* _Exercise prompt_: Would you restate, exactly as they appear, the lines from the one containing "In the photo above, where can the wooden railing" through the end of the data below?

[Pointing dataset records]
%%

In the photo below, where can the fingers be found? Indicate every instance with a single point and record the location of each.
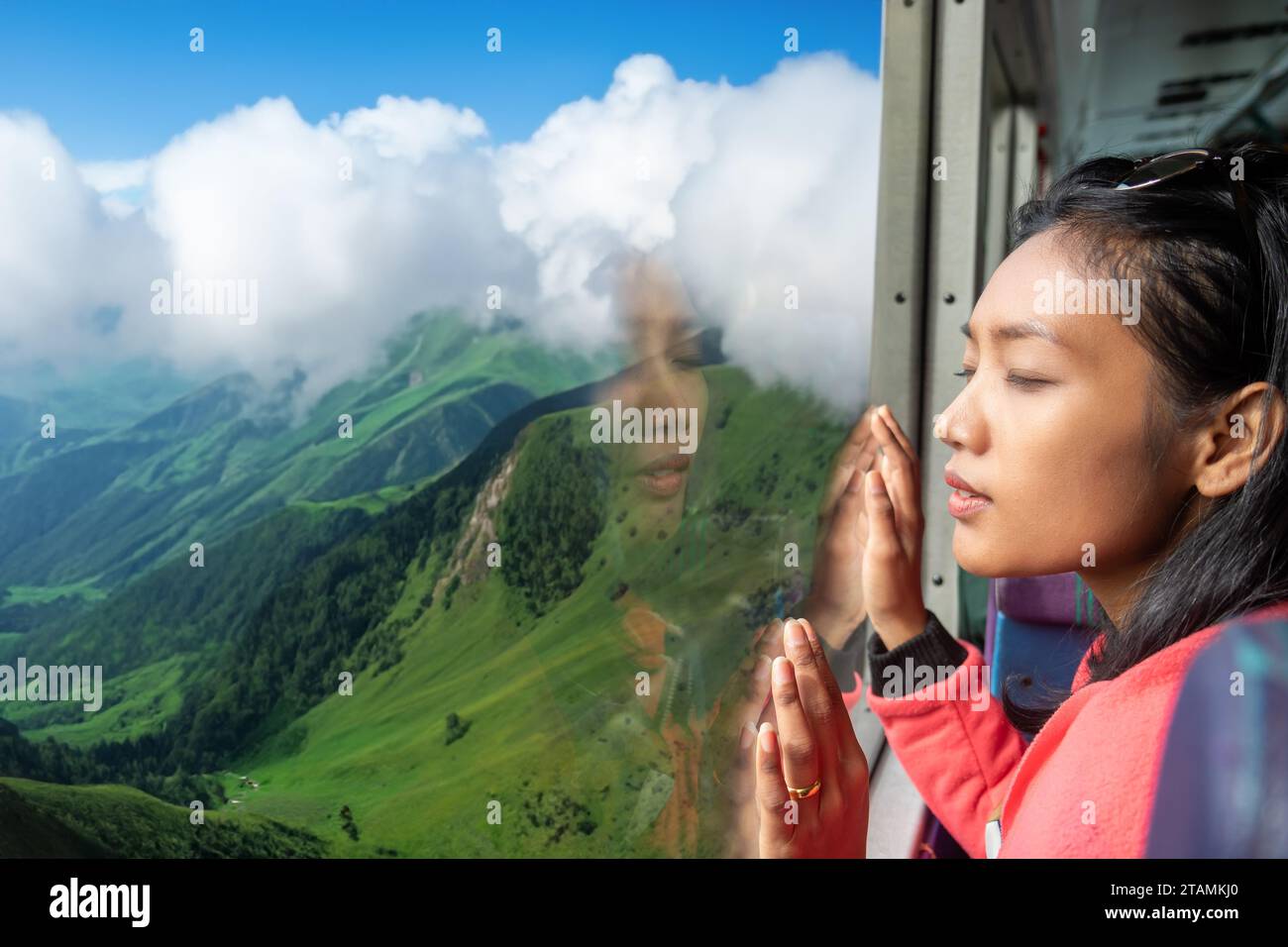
(857, 454)
(888, 416)
(776, 830)
(902, 476)
(842, 729)
(798, 746)
(846, 528)
(812, 681)
(754, 705)
(883, 540)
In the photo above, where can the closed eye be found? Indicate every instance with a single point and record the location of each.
(1012, 379)
(1021, 381)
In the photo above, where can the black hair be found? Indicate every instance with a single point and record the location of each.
(1214, 318)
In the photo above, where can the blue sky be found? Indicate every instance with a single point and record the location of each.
(116, 80)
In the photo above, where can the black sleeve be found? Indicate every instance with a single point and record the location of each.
(846, 661)
(932, 647)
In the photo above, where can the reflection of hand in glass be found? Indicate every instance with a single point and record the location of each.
(811, 777)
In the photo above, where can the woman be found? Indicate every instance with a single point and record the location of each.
(1138, 445)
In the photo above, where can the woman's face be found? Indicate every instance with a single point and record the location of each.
(668, 376)
(1051, 429)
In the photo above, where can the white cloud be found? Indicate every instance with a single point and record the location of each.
(107, 176)
(746, 188)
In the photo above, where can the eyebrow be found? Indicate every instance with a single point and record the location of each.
(1028, 329)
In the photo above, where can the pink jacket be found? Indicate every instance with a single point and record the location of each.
(1082, 789)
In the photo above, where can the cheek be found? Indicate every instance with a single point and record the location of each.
(1065, 474)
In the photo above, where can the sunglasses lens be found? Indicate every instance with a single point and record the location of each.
(1166, 166)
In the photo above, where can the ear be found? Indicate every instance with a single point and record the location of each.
(1239, 440)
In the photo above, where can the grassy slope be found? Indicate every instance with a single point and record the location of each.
(550, 699)
(42, 819)
(117, 504)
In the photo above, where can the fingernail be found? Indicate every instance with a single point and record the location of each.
(782, 671)
(809, 633)
(767, 736)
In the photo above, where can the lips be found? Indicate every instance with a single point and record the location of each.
(956, 482)
(665, 475)
(666, 464)
(965, 499)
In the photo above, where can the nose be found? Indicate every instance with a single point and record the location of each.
(952, 427)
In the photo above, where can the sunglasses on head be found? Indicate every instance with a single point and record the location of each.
(1159, 167)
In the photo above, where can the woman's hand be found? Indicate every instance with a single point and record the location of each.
(890, 535)
(812, 742)
(730, 731)
(835, 602)
(867, 558)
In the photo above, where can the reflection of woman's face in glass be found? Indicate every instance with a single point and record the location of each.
(666, 375)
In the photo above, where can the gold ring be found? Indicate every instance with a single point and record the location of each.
(805, 792)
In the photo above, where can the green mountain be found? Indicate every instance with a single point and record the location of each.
(86, 512)
(478, 690)
(46, 821)
(554, 732)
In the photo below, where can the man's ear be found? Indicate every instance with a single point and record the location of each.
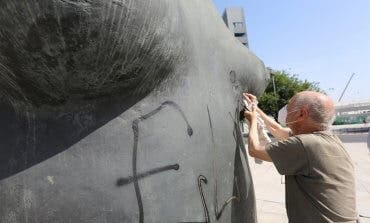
(304, 113)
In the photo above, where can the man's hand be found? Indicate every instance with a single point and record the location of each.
(251, 116)
(250, 98)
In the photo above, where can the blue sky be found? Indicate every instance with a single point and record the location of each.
(323, 41)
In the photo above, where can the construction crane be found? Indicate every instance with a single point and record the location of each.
(345, 88)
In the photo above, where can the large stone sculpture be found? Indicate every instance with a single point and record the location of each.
(122, 111)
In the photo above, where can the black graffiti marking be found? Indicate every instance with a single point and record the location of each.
(135, 129)
(218, 213)
(203, 179)
(127, 180)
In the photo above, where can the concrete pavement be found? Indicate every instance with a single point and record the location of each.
(270, 189)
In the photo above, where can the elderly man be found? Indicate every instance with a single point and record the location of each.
(320, 184)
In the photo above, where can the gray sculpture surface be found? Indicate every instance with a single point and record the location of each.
(123, 111)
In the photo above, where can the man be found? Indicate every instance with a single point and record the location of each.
(319, 174)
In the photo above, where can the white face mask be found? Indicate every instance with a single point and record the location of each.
(282, 115)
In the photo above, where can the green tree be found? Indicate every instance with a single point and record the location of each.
(286, 85)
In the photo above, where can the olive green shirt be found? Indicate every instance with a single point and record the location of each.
(319, 178)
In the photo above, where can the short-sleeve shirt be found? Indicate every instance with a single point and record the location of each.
(319, 177)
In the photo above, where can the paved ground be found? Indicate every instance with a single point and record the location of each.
(269, 185)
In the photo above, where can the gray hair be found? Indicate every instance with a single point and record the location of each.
(318, 111)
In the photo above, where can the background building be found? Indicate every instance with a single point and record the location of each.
(235, 21)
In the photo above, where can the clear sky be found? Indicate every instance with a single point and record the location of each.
(322, 41)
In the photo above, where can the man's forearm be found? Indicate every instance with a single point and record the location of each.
(254, 147)
(274, 128)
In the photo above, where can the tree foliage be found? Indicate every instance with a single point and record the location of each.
(286, 85)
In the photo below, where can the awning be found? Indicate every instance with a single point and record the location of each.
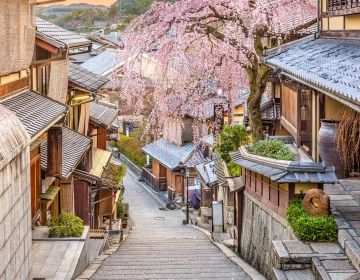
(50, 193)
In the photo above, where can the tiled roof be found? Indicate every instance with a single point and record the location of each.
(102, 64)
(169, 154)
(219, 170)
(35, 111)
(295, 172)
(102, 114)
(74, 147)
(85, 79)
(58, 36)
(81, 57)
(329, 65)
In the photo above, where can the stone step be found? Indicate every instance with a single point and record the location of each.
(325, 268)
(297, 274)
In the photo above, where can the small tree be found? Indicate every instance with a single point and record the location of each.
(231, 138)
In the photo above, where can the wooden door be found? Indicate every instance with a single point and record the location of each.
(35, 177)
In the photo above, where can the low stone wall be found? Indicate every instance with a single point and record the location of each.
(59, 258)
(260, 227)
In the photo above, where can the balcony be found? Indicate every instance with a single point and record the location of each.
(158, 184)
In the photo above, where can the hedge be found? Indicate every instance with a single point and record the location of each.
(65, 225)
(310, 228)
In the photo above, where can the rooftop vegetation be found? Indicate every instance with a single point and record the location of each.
(65, 225)
(275, 149)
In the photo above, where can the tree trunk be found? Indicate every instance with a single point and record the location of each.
(257, 78)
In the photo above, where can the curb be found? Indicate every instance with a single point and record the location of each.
(252, 272)
(98, 261)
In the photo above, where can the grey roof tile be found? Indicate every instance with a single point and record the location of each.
(102, 64)
(34, 110)
(169, 154)
(333, 65)
(85, 79)
(74, 147)
(58, 36)
(295, 173)
(102, 114)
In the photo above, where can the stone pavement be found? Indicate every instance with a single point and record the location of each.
(160, 247)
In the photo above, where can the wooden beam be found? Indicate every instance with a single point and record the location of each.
(54, 156)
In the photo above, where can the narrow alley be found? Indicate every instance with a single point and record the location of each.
(160, 247)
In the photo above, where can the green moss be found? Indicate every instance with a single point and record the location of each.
(272, 149)
(310, 228)
(65, 225)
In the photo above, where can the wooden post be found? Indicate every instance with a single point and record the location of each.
(54, 156)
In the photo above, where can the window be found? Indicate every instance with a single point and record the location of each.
(43, 75)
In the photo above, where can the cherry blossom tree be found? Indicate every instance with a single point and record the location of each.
(198, 48)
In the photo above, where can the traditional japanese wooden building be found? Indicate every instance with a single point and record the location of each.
(319, 78)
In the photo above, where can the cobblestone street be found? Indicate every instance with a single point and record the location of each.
(160, 247)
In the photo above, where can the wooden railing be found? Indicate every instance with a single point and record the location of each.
(336, 5)
(158, 184)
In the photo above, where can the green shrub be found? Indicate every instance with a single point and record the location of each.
(231, 138)
(65, 225)
(233, 168)
(310, 228)
(273, 149)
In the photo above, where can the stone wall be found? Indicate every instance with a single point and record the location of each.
(15, 211)
(260, 227)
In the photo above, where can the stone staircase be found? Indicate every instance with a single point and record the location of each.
(294, 260)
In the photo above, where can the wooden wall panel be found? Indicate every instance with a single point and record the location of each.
(289, 105)
(81, 198)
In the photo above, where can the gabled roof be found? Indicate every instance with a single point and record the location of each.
(102, 64)
(59, 37)
(170, 154)
(74, 147)
(86, 79)
(331, 66)
(34, 110)
(285, 172)
(206, 172)
(102, 114)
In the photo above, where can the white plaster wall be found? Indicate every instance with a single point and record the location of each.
(15, 218)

%%

* _Result_:
In the photo above, where can the wooden railing be found? Indicate every instance with a single point and record the location of each.
(336, 5)
(158, 184)
In the photo above, where can the green shrub be found? Indicate every instance with a single point and record the location of each.
(231, 138)
(65, 225)
(233, 168)
(310, 228)
(273, 149)
In the photo above, where can the stone wall be found? Indicate every instance with a single point and record the location of each.
(15, 211)
(260, 227)
In the photo above, where can the stone staircase be found? Indicate every instance with a single point and record the location of each.
(294, 260)
In the photo above, where can the wooden wall panel be found? Indicate every instance with a single point and record the location of each.
(289, 105)
(81, 198)
In the photo above, where can the gabled roof be found? Indicate every instance with a single point and record the location of each.
(102, 64)
(59, 37)
(170, 154)
(74, 147)
(86, 79)
(331, 66)
(34, 110)
(285, 172)
(206, 172)
(102, 114)
In the photo above, where can the white plaster wall be found? Indicate every instance with a single point and record the location of each.
(15, 218)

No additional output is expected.